**DOCUMENT EXTRACT**
_ _ _ _ _
News / South Africa

Bianca Pindral
2 minute read
13 Jul 2018
2:34 pm

Stolen Eskom cables worth R5m recovered in Muldersdrift

Bianca Pindral

Eskom says it believes this was syndicate-driven criminal activity.

Photo: Pixabay. For illustrative purposes.

Police have arrested one suspect in connection with stolen Eskom infrastructure that includes aluminium and copper cables, worth R5 million in total, that was discovered in Muldersdrift, Krugersdorp News reports.

The arrest took place after the power utility’s investigation team, in collaboration with the police, embarked on a special operation that led them to Muldersdrift, where the stolen materials were found.

READ MORE: Five caught in Edenvale with nearly R1m in stolen cables

Eskom divisional executive for security General Tebogo Rakau said the monetary value of the material recovered was a cause for concern, as it was indicative of organised, syndicate-driven criminal activity.

Rakau warned that the serious scourge of infrastructure theft affecting not only Eskom, but other state-owned entities such as Transnet and Prasa, as well as municipalities, must end.
_ _ _ _ _
**WORK INSTRUCTION**
Please copy the article on the stolen Eskom cables word for word, starting at the words "Police have arrested" and stopping after "Krugersdorp News reports.".

**SOURCE MATERIAL**
_ _ _ _ _
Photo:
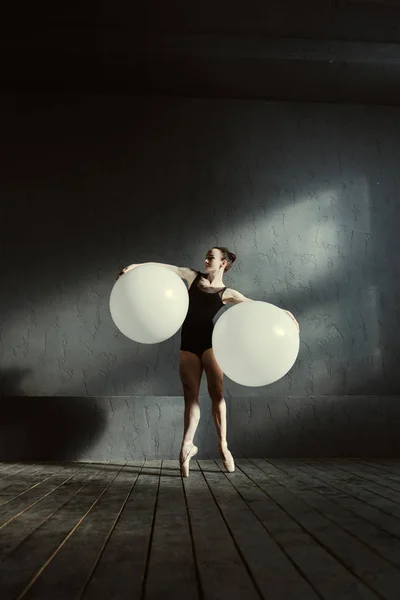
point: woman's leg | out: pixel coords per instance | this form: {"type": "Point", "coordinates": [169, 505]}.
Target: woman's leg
{"type": "Point", "coordinates": [215, 378]}
{"type": "Point", "coordinates": [190, 370]}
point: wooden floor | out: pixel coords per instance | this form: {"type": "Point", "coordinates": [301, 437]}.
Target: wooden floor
{"type": "Point", "coordinates": [294, 529]}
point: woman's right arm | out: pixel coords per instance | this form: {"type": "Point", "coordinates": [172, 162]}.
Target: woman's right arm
{"type": "Point", "coordinates": [183, 272]}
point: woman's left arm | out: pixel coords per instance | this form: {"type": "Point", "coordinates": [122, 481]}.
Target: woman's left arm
{"type": "Point", "coordinates": [235, 297]}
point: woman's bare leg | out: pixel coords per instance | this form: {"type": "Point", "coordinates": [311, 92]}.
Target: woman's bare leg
{"type": "Point", "coordinates": [190, 370]}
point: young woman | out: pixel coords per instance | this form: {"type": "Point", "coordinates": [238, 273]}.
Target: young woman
{"type": "Point", "coordinates": [207, 294]}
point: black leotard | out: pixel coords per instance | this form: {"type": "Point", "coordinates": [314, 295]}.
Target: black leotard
{"type": "Point", "coordinates": [197, 328]}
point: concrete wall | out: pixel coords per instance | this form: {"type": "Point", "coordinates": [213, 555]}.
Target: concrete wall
{"type": "Point", "coordinates": [305, 194]}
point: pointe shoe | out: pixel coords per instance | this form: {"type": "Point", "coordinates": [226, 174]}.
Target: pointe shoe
{"type": "Point", "coordinates": [185, 463]}
{"type": "Point", "coordinates": [227, 457]}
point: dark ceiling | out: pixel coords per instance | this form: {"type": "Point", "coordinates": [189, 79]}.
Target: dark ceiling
{"type": "Point", "coordinates": [336, 51]}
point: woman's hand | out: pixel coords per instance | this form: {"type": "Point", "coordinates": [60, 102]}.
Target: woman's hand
{"type": "Point", "coordinates": [292, 317]}
{"type": "Point", "coordinates": [126, 270]}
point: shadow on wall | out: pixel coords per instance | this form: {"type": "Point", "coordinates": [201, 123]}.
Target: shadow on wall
{"type": "Point", "coordinates": [335, 426]}
{"type": "Point", "coordinates": [46, 428]}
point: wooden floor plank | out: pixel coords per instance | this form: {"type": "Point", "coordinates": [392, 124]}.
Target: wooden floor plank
{"type": "Point", "coordinates": [380, 576]}
{"type": "Point", "coordinates": [384, 474]}
{"type": "Point", "coordinates": [300, 529]}
{"type": "Point", "coordinates": [20, 485]}
{"type": "Point", "coordinates": [328, 575]}
{"type": "Point", "coordinates": [221, 569]}
{"type": "Point", "coordinates": [171, 570]}
{"type": "Point", "coordinates": [36, 493]}
{"type": "Point", "coordinates": [18, 529]}
{"type": "Point", "coordinates": [378, 495]}
{"type": "Point", "coordinates": [67, 573]}
{"type": "Point", "coordinates": [12, 476]}
{"type": "Point", "coordinates": [19, 568]}
{"type": "Point", "coordinates": [383, 486]}
{"type": "Point", "coordinates": [120, 570]}
{"type": "Point", "coordinates": [320, 497]}
{"type": "Point", "coordinates": [274, 572]}
{"type": "Point", "coordinates": [355, 499]}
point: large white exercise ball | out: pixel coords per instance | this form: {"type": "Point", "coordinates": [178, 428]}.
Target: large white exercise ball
{"type": "Point", "coordinates": [255, 343]}
{"type": "Point", "coordinates": [149, 304]}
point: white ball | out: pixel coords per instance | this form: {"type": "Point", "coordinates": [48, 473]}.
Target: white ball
{"type": "Point", "coordinates": [255, 343]}
{"type": "Point", "coordinates": [149, 304]}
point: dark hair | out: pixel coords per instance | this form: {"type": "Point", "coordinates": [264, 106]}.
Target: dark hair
{"type": "Point", "coordinates": [226, 255]}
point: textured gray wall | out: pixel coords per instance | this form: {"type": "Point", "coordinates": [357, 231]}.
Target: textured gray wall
{"type": "Point", "coordinates": [305, 194]}
{"type": "Point", "coordinates": [119, 429]}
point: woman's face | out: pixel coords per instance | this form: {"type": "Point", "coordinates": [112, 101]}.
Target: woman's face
{"type": "Point", "coordinates": [213, 260]}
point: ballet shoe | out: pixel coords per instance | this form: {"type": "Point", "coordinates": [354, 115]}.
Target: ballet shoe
{"type": "Point", "coordinates": [227, 457]}
{"type": "Point", "coordinates": [185, 463]}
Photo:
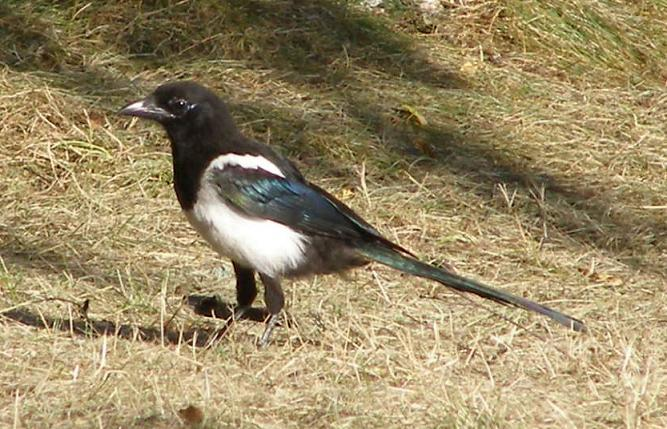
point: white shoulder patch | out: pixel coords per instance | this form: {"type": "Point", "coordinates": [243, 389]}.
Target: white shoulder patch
{"type": "Point", "coordinates": [246, 161]}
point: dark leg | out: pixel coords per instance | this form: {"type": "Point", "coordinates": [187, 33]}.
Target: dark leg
{"type": "Point", "coordinates": [275, 301]}
{"type": "Point", "coordinates": [246, 289]}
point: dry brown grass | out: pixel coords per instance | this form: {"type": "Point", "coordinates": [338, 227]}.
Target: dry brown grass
{"type": "Point", "coordinates": [542, 169]}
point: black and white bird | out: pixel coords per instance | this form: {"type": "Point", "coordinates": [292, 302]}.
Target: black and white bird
{"type": "Point", "coordinates": [254, 207]}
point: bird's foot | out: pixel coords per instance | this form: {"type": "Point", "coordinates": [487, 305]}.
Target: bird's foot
{"type": "Point", "coordinates": [270, 325]}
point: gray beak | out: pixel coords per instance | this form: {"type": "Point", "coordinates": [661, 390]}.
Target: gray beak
{"type": "Point", "coordinates": [147, 109]}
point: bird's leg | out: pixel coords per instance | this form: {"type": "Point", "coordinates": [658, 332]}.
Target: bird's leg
{"type": "Point", "coordinates": [246, 289]}
{"type": "Point", "coordinates": [275, 301]}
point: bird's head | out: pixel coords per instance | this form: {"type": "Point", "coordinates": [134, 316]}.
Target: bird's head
{"type": "Point", "coordinates": [181, 106]}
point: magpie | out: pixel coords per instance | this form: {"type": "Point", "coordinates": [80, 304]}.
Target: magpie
{"type": "Point", "coordinates": [253, 206]}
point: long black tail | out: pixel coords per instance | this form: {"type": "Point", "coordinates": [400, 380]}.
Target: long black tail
{"type": "Point", "coordinates": [379, 253]}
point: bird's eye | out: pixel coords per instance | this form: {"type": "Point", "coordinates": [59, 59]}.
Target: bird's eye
{"type": "Point", "coordinates": [179, 106]}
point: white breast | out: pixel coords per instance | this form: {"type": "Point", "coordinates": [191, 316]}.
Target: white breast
{"type": "Point", "coordinates": [263, 245]}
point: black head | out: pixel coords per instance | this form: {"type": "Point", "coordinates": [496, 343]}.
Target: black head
{"type": "Point", "coordinates": [182, 104]}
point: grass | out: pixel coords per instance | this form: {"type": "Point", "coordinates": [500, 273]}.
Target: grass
{"type": "Point", "coordinates": [538, 164]}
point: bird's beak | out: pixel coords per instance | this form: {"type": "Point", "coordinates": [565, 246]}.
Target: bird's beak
{"type": "Point", "coordinates": [148, 109]}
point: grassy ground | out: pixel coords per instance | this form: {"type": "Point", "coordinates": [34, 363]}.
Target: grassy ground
{"type": "Point", "coordinates": [522, 141]}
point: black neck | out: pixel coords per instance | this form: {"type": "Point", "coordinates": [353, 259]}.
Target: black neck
{"type": "Point", "coordinates": [193, 149]}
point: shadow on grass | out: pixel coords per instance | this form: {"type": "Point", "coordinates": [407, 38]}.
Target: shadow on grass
{"type": "Point", "coordinates": [86, 327]}
{"type": "Point", "coordinates": [310, 43]}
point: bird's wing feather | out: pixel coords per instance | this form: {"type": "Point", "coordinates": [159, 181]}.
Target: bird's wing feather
{"type": "Point", "coordinates": [295, 203]}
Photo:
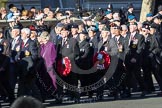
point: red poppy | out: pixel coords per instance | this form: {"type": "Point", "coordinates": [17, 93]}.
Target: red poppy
{"type": "Point", "coordinates": [64, 69]}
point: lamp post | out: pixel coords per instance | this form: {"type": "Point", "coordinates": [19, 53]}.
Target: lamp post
{"type": "Point", "coordinates": [3, 3]}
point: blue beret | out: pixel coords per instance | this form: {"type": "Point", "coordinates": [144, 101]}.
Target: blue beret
{"type": "Point", "coordinates": [131, 17]}
{"type": "Point", "coordinates": [149, 15]}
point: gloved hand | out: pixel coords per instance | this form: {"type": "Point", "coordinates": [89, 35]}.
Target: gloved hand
{"type": "Point", "coordinates": [151, 55]}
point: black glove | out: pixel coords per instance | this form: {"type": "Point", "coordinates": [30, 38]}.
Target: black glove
{"type": "Point", "coordinates": [151, 55]}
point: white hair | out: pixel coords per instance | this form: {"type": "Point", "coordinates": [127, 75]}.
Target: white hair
{"type": "Point", "coordinates": [26, 30]}
{"type": "Point", "coordinates": [124, 27]}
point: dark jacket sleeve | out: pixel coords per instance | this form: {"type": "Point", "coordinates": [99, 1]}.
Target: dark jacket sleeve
{"type": "Point", "coordinates": [33, 50]}
{"type": "Point", "coordinates": [75, 49]}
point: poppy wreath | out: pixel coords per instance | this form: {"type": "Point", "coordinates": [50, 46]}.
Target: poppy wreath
{"type": "Point", "coordinates": [104, 61]}
{"type": "Point", "coordinates": [64, 66]}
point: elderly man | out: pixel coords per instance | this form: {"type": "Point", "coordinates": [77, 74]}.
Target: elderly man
{"type": "Point", "coordinates": [27, 56]}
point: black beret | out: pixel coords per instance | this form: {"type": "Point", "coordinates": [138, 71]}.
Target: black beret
{"type": "Point", "coordinates": [10, 6]}
{"type": "Point", "coordinates": [74, 26]}
{"type": "Point", "coordinates": [84, 32]}
{"type": "Point", "coordinates": [153, 25]}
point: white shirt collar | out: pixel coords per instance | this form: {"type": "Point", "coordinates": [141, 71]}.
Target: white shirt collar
{"type": "Point", "coordinates": [25, 41]}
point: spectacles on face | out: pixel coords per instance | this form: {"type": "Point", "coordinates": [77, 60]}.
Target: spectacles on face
{"type": "Point", "coordinates": [143, 30]}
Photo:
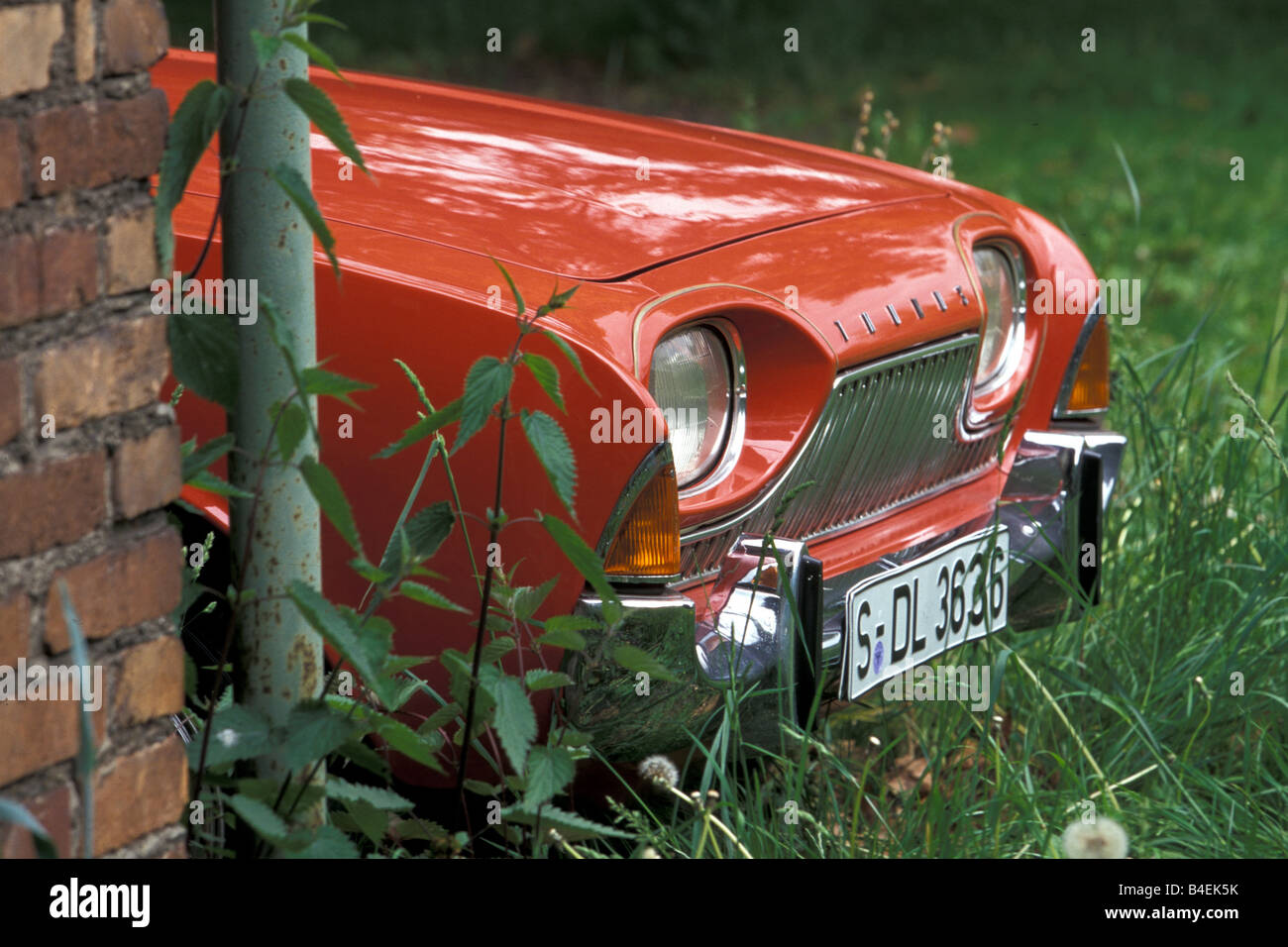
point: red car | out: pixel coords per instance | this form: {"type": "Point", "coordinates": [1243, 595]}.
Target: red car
{"type": "Point", "coordinates": [918, 367]}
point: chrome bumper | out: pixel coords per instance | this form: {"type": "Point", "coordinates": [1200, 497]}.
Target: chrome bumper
{"type": "Point", "coordinates": [1052, 504]}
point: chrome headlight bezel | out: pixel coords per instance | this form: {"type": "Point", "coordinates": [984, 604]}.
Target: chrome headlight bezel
{"type": "Point", "coordinates": [719, 460]}
{"type": "Point", "coordinates": [1013, 343]}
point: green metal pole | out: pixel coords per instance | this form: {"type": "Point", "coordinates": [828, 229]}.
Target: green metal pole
{"type": "Point", "coordinates": [267, 240]}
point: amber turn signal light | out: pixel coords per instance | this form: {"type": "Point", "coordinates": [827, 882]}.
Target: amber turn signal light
{"type": "Point", "coordinates": [1090, 389]}
{"type": "Point", "coordinates": [648, 543]}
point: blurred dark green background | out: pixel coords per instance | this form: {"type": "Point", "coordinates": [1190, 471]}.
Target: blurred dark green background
{"type": "Point", "coordinates": [1181, 89]}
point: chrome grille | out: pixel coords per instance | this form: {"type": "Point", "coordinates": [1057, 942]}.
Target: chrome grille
{"type": "Point", "coordinates": [872, 450]}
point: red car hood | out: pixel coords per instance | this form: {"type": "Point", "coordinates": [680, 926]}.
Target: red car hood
{"type": "Point", "coordinates": [581, 192]}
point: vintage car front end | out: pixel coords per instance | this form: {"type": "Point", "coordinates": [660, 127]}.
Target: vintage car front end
{"type": "Point", "coordinates": [939, 491]}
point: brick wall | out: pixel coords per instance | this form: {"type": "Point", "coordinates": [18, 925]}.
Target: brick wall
{"type": "Point", "coordinates": [88, 458]}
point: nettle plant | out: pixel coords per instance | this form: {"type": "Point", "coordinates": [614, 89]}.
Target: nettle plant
{"type": "Point", "coordinates": [487, 710]}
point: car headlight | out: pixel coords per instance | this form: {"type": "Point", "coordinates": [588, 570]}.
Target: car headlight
{"type": "Point", "coordinates": [692, 385]}
{"type": "Point", "coordinates": [1001, 279]}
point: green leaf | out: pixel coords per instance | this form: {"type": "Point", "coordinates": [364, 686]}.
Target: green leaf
{"type": "Point", "coordinates": [291, 428]}
{"type": "Point", "coordinates": [204, 355]}
{"type": "Point", "coordinates": [312, 732]}
{"type": "Point", "coordinates": [373, 795]}
{"type": "Point", "coordinates": [550, 770]}
{"type": "Point", "coordinates": [313, 53]}
{"type": "Point", "coordinates": [327, 841]}
{"type": "Point", "coordinates": [572, 827]}
{"type": "Point", "coordinates": [515, 722]}
{"type": "Point", "coordinates": [236, 733]}
{"type": "Point", "coordinates": [570, 354]}
{"type": "Point", "coordinates": [636, 660]}
{"type": "Point", "coordinates": [322, 112]}
{"type": "Point", "coordinates": [428, 596]}
{"type": "Point", "coordinates": [204, 479]}
{"type": "Point", "coordinates": [554, 453]}
{"type": "Point", "coordinates": [424, 428]}
{"type": "Point", "coordinates": [191, 131]}
{"type": "Point", "coordinates": [322, 381]}
{"type": "Point", "coordinates": [428, 528]}
{"type": "Point", "coordinates": [488, 380]}
{"type": "Point", "coordinates": [204, 457]}
{"type": "Point", "coordinates": [546, 375]}
{"type": "Point", "coordinates": [18, 814]}
{"type": "Point", "coordinates": [541, 680]}
{"type": "Point", "coordinates": [297, 189]}
{"type": "Point", "coordinates": [526, 600]}
{"type": "Point", "coordinates": [518, 296]}
{"type": "Point", "coordinates": [585, 561]}
{"type": "Point", "coordinates": [261, 817]}
{"type": "Point", "coordinates": [344, 635]}
{"type": "Point", "coordinates": [331, 499]}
_ _ _ _ _
**RESULT BELOW**
Police have arrested one suspect in connection with stolen Eskom infrastructure that includes aluminium and copper cables, worth R5 million in total, that was discovered in Muldersdrift, Krugersdorp News reports.